**PROBLEM TO WORK ON**
Rewrite every line of the entries starting at the line containing "the cocktail glass." and ending at the line containing "slice in drink.", with both end lines included. Shift each point coordinate in that span by -6.

**GIVEN INFORMATION**
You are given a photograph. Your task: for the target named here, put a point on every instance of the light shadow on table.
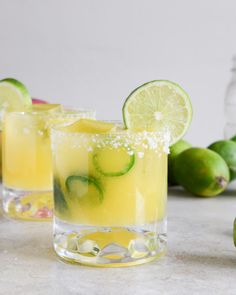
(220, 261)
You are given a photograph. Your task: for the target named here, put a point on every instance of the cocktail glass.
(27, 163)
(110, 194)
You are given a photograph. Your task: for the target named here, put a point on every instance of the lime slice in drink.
==
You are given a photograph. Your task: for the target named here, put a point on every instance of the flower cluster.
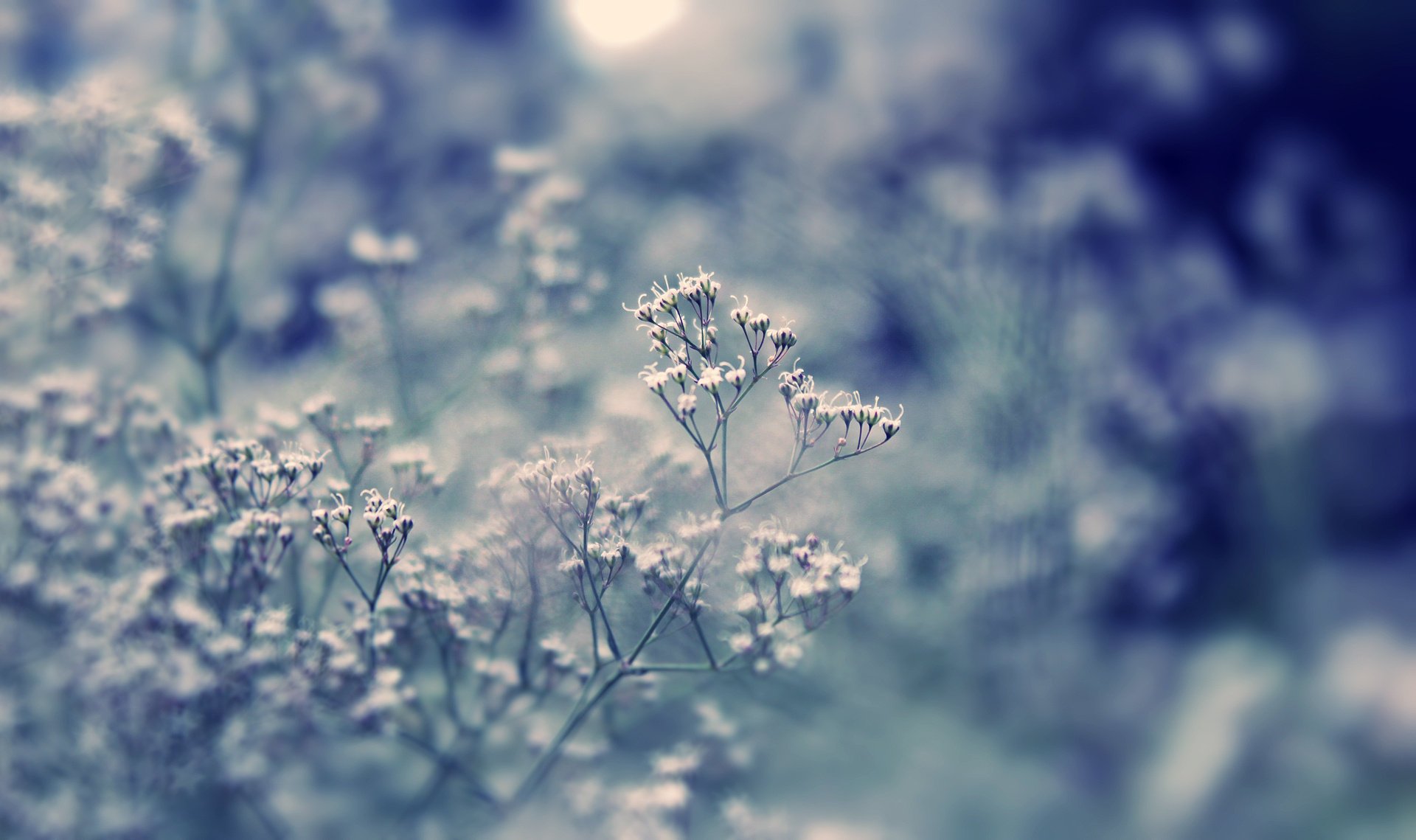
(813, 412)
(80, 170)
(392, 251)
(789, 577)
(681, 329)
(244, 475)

**RIGHT ANSWER**
You are given a photograph. Your task: for the target named here, put a point on every instance of the cocktail glass.
(21, 157)
(104, 188)
You are given a photograph. Your task: for the target named here, put a point on every instance of the lime slice in drink.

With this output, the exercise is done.